Rows from a dataset
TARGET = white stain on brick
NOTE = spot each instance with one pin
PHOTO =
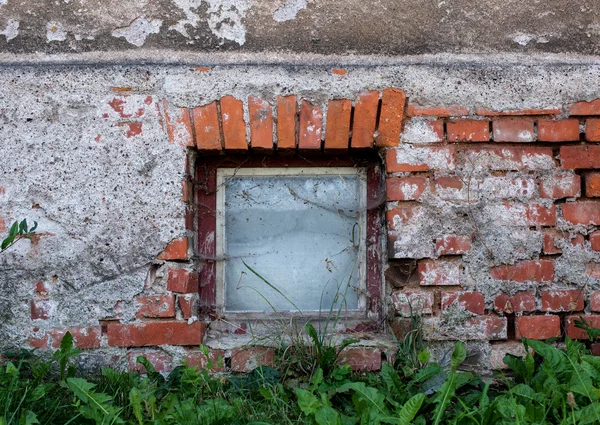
(138, 31)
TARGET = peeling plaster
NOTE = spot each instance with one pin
(137, 32)
(289, 10)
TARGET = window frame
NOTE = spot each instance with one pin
(206, 218)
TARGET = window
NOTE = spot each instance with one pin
(282, 234)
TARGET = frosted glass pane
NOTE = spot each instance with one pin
(301, 234)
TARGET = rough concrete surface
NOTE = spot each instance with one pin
(389, 27)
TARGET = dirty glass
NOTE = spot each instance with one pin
(293, 242)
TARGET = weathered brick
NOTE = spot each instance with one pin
(177, 249)
(286, 122)
(206, 125)
(554, 237)
(453, 245)
(557, 300)
(592, 185)
(405, 188)
(260, 113)
(585, 108)
(470, 301)
(595, 240)
(419, 159)
(436, 111)
(155, 333)
(577, 333)
(156, 306)
(161, 361)
(182, 280)
(468, 131)
(582, 212)
(560, 186)
(439, 272)
(513, 130)
(592, 130)
(507, 158)
(361, 358)
(525, 271)
(337, 134)
(234, 126)
(248, 358)
(390, 119)
(538, 327)
(521, 301)
(580, 156)
(311, 126)
(409, 303)
(83, 337)
(558, 130)
(365, 119)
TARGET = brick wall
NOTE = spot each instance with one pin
(491, 220)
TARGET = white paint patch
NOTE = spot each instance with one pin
(11, 30)
(55, 31)
(225, 19)
(137, 32)
(191, 18)
(288, 10)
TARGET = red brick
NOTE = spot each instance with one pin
(508, 158)
(261, 123)
(41, 309)
(182, 280)
(437, 111)
(156, 306)
(595, 301)
(470, 301)
(538, 327)
(286, 122)
(419, 159)
(234, 126)
(525, 271)
(585, 108)
(552, 235)
(580, 156)
(453, 245)
(161, 361)
(365, 119)
(562, 300)
(337, 134)
(197, 359)
(439, 272)
(405, 188)
(155, 333)
(513, 130)
(390, 119)
(558, 130)
(592, 185)
(592, 130)
(408, 303)
(83, 337)
(560, 186)
(516, 112)
(595, 240)
(249, 358)
(577, 333)
(521, 301)
(311, 126)
(468, 131)
(177, 249)
(188, 304)
(361, 358)
(582, 212)
(206, 124)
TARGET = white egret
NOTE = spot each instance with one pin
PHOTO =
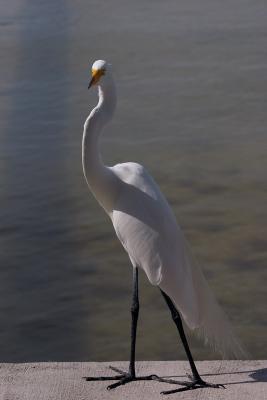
(148, 231)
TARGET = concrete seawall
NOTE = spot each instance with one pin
(64, 380)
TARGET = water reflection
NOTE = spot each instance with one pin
(190, 109)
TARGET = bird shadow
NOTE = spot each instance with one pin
(257, 375)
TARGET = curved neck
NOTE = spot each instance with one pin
(95, 172)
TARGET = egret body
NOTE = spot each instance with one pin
(148, 231)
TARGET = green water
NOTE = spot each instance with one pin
(192, 108)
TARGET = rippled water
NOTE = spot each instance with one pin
(191, 80)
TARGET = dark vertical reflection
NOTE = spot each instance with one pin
(36, 282)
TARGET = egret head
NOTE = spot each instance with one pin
(100, 72)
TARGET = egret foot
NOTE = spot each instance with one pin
(195, 384)
(126, 377)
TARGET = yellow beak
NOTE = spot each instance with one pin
(96, 75)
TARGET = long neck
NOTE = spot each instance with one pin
(96, 174)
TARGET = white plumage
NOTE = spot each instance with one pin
(147, 228)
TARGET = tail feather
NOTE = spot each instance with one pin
(214, 326)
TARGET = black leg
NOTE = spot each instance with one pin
(125, 377)
(135, 313)
(197, 381)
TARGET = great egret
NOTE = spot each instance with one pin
(148, 231)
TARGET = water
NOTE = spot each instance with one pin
(192, 108)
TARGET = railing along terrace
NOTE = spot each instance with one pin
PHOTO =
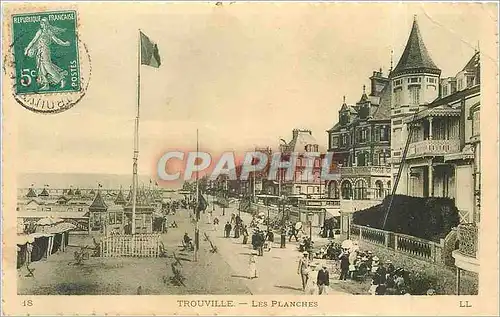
(409, 245)
(365, 170)
(467, 239)
(437, 147)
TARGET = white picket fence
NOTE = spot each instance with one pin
(138, 245)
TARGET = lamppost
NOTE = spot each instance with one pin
(281, 202)
(310, 215)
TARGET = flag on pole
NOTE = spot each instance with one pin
(150, 55)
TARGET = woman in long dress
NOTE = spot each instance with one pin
(39, 47)
(252, 264)
(312, 278)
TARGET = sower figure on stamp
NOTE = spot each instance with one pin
(39, 47)
(303, 269)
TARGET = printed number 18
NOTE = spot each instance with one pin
(28, 302)
(27, 77)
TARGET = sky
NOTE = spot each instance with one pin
(244, 75)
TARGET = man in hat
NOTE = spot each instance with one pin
(375, 264)
(323, 280)
(344, 264)
(252, 263)
(303, 269)
(227, 229)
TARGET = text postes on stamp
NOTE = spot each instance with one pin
(49, 64)
(46, 52)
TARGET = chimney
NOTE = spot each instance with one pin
(378, 82)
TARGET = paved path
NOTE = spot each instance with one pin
(277, 268)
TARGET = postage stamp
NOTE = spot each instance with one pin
(49, 65)
(46, 52)
(250, 159)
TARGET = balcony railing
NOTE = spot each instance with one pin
(365, 170)
(467, 239)
(416, 247)
(433, 147)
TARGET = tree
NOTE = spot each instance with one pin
(187, 186)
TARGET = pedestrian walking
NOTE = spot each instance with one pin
(270, 239)
(227, 229)
(344, 265)
(323, 281)
(245, 234)
(311, 284)
(293, 233)
(261, 240)
(216, 224)
(252, 263)
(303, 269)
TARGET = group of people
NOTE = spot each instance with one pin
(313, 281)
(386, 278)
(235, 224)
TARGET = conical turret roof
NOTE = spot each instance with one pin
(31, 193)
(415, 57)
(98, 204)
(120, 200)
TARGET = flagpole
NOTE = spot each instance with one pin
(197, 229)
(136, 135)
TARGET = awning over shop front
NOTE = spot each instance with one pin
(61, 214)
(332, 212)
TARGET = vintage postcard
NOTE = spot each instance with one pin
(249, 158)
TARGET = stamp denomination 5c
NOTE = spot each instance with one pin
(48, 63)
(46, 52)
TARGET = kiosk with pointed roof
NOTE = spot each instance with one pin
(415, 85)
(31, 193)
(98, 210)
(120, 200)
(143, 213)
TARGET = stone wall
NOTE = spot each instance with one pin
(442, 278)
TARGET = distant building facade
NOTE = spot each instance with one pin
(360, 143)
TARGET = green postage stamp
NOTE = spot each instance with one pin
(45, 47)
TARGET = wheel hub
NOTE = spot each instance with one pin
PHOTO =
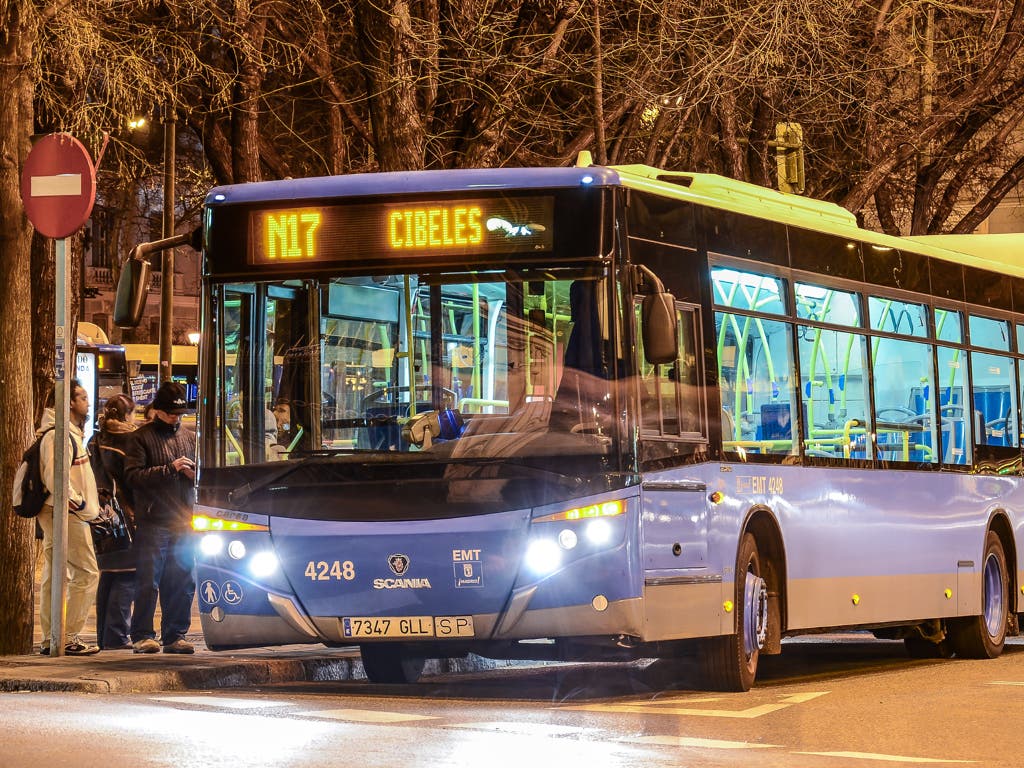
(755, 613)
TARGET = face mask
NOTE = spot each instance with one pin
(164, 428)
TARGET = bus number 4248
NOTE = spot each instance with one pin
(325, 571)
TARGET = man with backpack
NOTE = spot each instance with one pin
(83, 506)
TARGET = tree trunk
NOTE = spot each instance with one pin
(16, 535)
(385, 34)
(245, 114)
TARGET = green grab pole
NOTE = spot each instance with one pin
(475, 381)
(410, 344)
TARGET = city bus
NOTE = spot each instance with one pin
(599, 413)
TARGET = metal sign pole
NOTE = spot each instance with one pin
(61, 408)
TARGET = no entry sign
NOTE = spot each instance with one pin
(58, 185)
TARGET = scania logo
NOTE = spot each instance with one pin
(397, 563)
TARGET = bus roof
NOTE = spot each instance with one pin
(994, 253)
(413, 182)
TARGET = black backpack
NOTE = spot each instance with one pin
(30, 493)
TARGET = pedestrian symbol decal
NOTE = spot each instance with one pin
(232, 593)
(209, 592)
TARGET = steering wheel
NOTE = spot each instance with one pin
(449, 396)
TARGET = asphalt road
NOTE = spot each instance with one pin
(848, 701)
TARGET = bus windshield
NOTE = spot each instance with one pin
(417, 368)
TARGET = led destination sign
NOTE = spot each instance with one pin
(353, 232)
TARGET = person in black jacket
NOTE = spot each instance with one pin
(160, 468)
(117, 569)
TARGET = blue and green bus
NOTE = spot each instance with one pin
(599, 413)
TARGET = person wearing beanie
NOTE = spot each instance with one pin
(117, 569)
(160, 470)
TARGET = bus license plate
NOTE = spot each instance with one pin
(386, 627)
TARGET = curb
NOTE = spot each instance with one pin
(209, 674)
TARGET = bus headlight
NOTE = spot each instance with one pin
(237, 550)
(543, 556)
(211, 545)
(263, 564)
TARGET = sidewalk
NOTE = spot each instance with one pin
(124, 672)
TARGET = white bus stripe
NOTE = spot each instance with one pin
(884, 758)
(365, 716)
(699, 743)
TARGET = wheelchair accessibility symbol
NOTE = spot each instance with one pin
(232, 593)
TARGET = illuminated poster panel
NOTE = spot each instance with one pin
(351, 232)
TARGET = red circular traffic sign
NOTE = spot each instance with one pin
(58, 185)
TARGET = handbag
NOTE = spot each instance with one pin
(110, 530)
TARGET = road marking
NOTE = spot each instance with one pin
(699, 743)
(885, 758)
(366, 716)
(528, 729)
(672, 707)
(224, 701)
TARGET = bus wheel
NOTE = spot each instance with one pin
(730, 663)
(390, 663)
(983, 637)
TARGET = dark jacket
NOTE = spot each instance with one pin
(107, 453)
(163, 497)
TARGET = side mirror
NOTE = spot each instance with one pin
(658, 329)
(129, 302)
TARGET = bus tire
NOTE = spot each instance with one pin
(390, 663)
(983, 636)
(730, 663)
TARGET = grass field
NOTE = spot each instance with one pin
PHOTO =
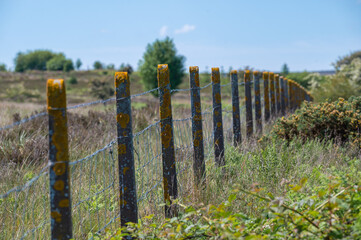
(272, 166)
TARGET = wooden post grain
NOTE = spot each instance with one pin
(235, 107)
(248, 100)
(60, 199)
(127, 185)
(197, 130)
(217, 118)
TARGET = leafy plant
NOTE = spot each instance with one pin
(59, 63)
(330, 212)
(339, 120)
(345, 83)
(161, 52)
(346, 60)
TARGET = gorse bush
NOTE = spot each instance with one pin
(42, 60)
(331, 211)
(339, 120)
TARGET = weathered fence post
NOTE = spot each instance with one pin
(278, 94)
(257, 102)
(198, 148)
(127, 185)
(60, 199)
(287, 102)
(292, 95)
(235, 106)
(248, 99)
(282, 96)
(266, 96)
(168, 151)
(272, 94)
(217, 118)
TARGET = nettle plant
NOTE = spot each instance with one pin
(331, 211)
(339, 120)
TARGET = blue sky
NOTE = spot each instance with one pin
(264, 34)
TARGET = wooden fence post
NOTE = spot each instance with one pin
(60, 199)
(266, 96)
(235, 106)
(292, 95)
(168, 151)
(257, 102)
(248, 99)
(197, 130)
(217, 118)
(282, 96)
(272, 94)
(287, 102)
(278, 94)
(127, 185)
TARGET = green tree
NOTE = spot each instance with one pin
(161, 52)
(285, 70)
(98, 65)
(33, 60)
(346, 60)
(78, 63)
(2, 67)
(111, 66)
(59, 63)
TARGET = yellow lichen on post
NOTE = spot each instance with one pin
(216, 77)
(55, 91)
(195, 71)
(163, 75)
(265, 75)
(61, 226)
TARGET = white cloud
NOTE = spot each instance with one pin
(186, 28)
(163, 31)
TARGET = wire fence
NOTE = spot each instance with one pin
(94, 179)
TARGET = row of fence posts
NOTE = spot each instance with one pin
(281, 95)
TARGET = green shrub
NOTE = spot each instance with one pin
(339, 120)
(331, 212)
(161, 52)
(344, 84)
(33, 60)
(59, 63)
(73, 80)
(346, 60)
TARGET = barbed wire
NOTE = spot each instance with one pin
(24, 120)
(146, 147)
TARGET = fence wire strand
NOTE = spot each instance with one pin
(94, 177)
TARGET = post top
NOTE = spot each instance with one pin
(265, 75)
(215, 75)
(215, 69)
(193, 69)
(120, 77)
(247, 75)
(271, 75)
(162, 67)
(56, 95)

◆ **Stated task**: Give back exactly the lines from the line containing "TARGET = yellow lichen on post" to the end of the entries, and no other lines.

◆ **Expected answer**:
TARGET = yellow lichen on post
NOTE = spot each instance with one pin
(216, 77)
(55, 91)
(195, 71)
(163, 75)
(265, 75)
(61, 226)
TARGET = white cloud
NOTE = spot each instance with one pin
(186, 28)
(163, 31)
TARGET = wire fence
NOTE = spot each instance with one pin
(94, 179)
TARGET = row of fence posts
NOTE = spot each instance with one pin
(281, 95)
TARGET = green shrub
NOTE = spot each instance with one pin
(339, 120)
(331, 212)
(161, 52)
(344, 84)
(33, 60)
(59, 63)
(73, 80)
(346, 60)
TARGET = barbed wire
NOTE = spot each instance with one pin
(24, 120)
(146, 147)
TARGET = fence wire strand
NOTE = spot each instance with one pin
(94, 177)
TARGET = post top
NOTE = spot each instance with one pin
(265, 75)
(215, 75)
(215, 69)
(193, 69)
(120, 77)
(247, 75)
(271, 75)
(162, 67)
(56, 95)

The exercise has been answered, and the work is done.